__To do__
Copy every row below word for word, leaving out the pictures.

__Listing__
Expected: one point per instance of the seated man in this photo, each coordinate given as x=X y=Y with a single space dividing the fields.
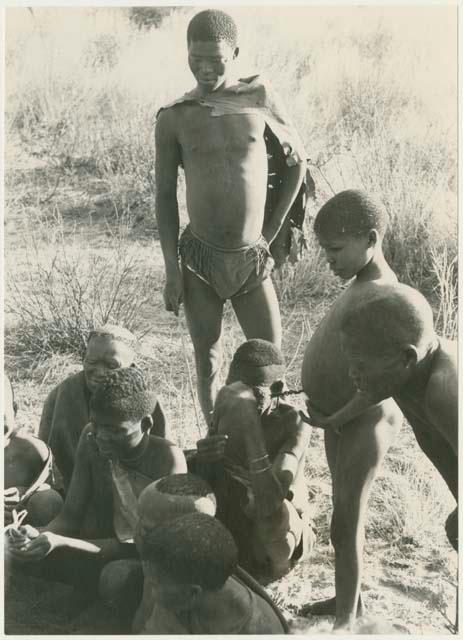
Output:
x=169 y=498
x=27 y=470
x=254 y=459
x=67 y=408
x=393 y=350
x=189 y=562
x=116 y=459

__Written response__
Expected: one point per instance of the seated man in this photo, each coordinate given as x=X y=Y with a single space dividing the fields.
Output:
x=169 y=498
x=27 y=470
x=254 y=459
x=67 y=408
x=393 y=350
x=189 y=562
x=116 y=459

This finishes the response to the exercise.